**Objetivo del ejercicio**
Responda, según el texto sobre los seudónimos, a estas preguntas:
(a) ¿De qué trataba el cuento con el que se ganó el primer concurso literario bajo el nombre de Pablo Reyes?
(b) ¿A quién rinde homenaje el nombre actual de Silvio Astier?
(c) ¿Qué lectura temprana aportó el nombre de Metzengerstein?

Por esa misma línea entre simple e ingenua me autoproclamé luego Pablo Reyes, un homenaje a Pablo Neruda (recordad que en realidad se llamaba Neftalí Reyes), homenaje en el que ahora no incurriría pues el filtro nerudiano ya ha pasado por mi vida y poco o nada dejó en pie. Quizás las Residencias, no sé. En fin, llamándome Pablo Reyes gané mi primer concurso literario. El premio era un libro de Dostoievsky (El jugador, creo) y un bolígrafo de color blanco con aplicaciones en verde. Era plástico, por supuesto, y el cuento era un relato bien idiota de una princesa que besa a una rana encantada y se convierte ella misma en rana.
Desde entonces -y hasta hoy, que me llamo Silvio Astier en homenaje al maestro Roberto Arlt- mis nombres han venido cargados de tinta, de letras y de papel envejecido.
La lectura temprana de las Narraciones extraordinarias me trajo el nombre de Metzengerstein, pero sin el influjo fatídico que esperaba. Aunque, si no mal recuerdo, mis relatos de aquellos días trataban habitualmente temas como la locura y el suicidio, temas por lo demás habituales en la literatura adolescente.
Luego caí en una especie de clasicismo dramático y, recurriendo a la galería interminable de personajes del Bardo, me convertí en Rosencrantz, cínico y descreído, capaz de traicionar al amigo por un par de monedas (que en mi caso se tradujo más bien a un extremismo en la forma de ver las cosas y ponderar a las gentes).

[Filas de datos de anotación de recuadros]
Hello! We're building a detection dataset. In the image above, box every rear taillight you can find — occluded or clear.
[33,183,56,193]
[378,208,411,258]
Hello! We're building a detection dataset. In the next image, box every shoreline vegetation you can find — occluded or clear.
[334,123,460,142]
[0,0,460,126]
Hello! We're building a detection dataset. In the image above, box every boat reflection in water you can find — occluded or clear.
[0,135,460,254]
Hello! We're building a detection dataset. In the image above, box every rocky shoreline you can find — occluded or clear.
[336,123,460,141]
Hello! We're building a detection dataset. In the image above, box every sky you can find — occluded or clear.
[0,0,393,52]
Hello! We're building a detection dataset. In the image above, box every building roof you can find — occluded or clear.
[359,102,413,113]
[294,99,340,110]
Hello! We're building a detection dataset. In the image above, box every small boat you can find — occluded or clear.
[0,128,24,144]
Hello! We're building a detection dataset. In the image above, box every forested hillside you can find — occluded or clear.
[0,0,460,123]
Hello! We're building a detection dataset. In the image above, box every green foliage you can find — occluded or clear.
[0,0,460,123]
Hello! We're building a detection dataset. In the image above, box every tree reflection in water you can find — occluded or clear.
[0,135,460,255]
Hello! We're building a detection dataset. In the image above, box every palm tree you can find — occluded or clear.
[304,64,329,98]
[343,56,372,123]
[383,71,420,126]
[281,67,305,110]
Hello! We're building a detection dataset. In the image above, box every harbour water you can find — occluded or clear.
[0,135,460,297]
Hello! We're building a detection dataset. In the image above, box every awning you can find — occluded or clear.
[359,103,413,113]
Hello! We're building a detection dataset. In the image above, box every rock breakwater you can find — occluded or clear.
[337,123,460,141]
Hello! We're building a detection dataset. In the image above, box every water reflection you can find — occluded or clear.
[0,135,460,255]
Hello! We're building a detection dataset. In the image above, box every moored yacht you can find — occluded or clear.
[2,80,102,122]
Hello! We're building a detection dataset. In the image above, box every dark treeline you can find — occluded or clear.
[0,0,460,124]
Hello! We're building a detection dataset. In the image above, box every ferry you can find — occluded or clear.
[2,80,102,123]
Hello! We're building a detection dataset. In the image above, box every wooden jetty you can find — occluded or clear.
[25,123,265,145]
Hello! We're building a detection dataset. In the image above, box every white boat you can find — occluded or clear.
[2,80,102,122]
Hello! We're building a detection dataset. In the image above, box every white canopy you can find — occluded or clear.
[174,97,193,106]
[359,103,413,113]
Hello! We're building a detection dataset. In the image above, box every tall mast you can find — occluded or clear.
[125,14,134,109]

**Respuesta**
(a) De una princesa que besa a una rana encantada y se convierte ella misma en rana.
(b) A Roberto Arlt.
(c) La de las Narraciones extraordinarias.